── EXERCISE MATERIAL ──

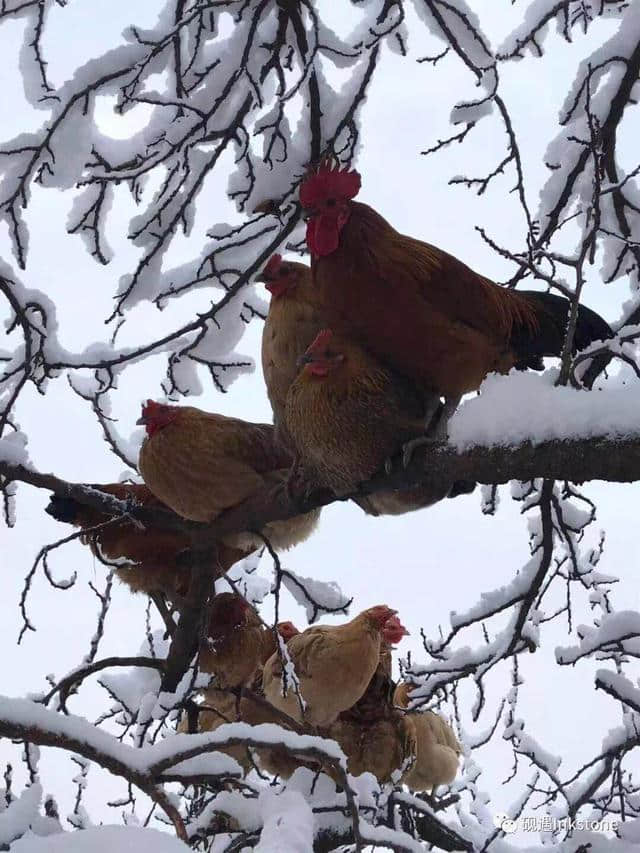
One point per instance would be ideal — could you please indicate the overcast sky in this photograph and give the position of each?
(426, 564)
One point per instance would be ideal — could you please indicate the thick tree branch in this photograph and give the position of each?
(606, 458)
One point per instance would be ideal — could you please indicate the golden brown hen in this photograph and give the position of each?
(237, 643)
(201, 463)
(290, 328)
(437, 747)
(420, 310)
(333, 664)
(347, 415)
(375, 736)
(228, 706)
(291, 325)
(152, 553)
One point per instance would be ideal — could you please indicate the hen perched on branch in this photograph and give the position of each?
(421, 311)
(293, 321)
(347, 414)
(237, 642)
(201, 463)
(151, 554)
(437, 747)
(322, 651)
(375, 736)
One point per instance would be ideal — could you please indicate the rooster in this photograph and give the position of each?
(347, 414)
(147, 559)
(420, 310)
(333, 665)
(376, 737)
(437, 747)
(291, 326)
(200, 464)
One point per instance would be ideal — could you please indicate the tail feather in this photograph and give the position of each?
(63, 509)
(552, 312)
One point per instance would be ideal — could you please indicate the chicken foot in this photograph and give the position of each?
(436, 420)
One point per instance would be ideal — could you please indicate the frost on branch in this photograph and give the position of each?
(232, 101)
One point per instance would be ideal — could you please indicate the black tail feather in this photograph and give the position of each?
(547, 340)
(62, 509)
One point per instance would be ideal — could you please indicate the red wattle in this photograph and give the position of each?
(277, 288)
(323, 236)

───

* TASK REQUIREMENTS *
Reproduce, word for word, every line starting at the line that contains "indicate the rooster" and ending with the final line of the entries.

* COMPLETED TASK *
One point per instance would be ideal — could you please indicate the rooster in this photograph and give the position of each?
(347, 414)
(147, 559)
(420, 310)
(333, 665)
(376, 737)
(437, 747)
(291, 326)
(200, 464)
One point per instance would be ideal — could you please indicate the tail feather in this photograph and give the position of each?
(63, 509)
(552, 312)
One point per instance would be ideal — could you please indicate the chicken foot in this photograph and give the position of each?
(436, 420)
One point per instance would be ideal — could you please indicate the frost on branch in this photograph and give the position of each?
(232, 101)
One point per instance would be ideal — could you please indicate the black tail feather in this photograph and give the position of each?
(547, 340)
(62, 509)
One point per instance would be ideal — could you please indicate the red wattle in this photograph and give the position of each?
(277, 288)
(323, 236)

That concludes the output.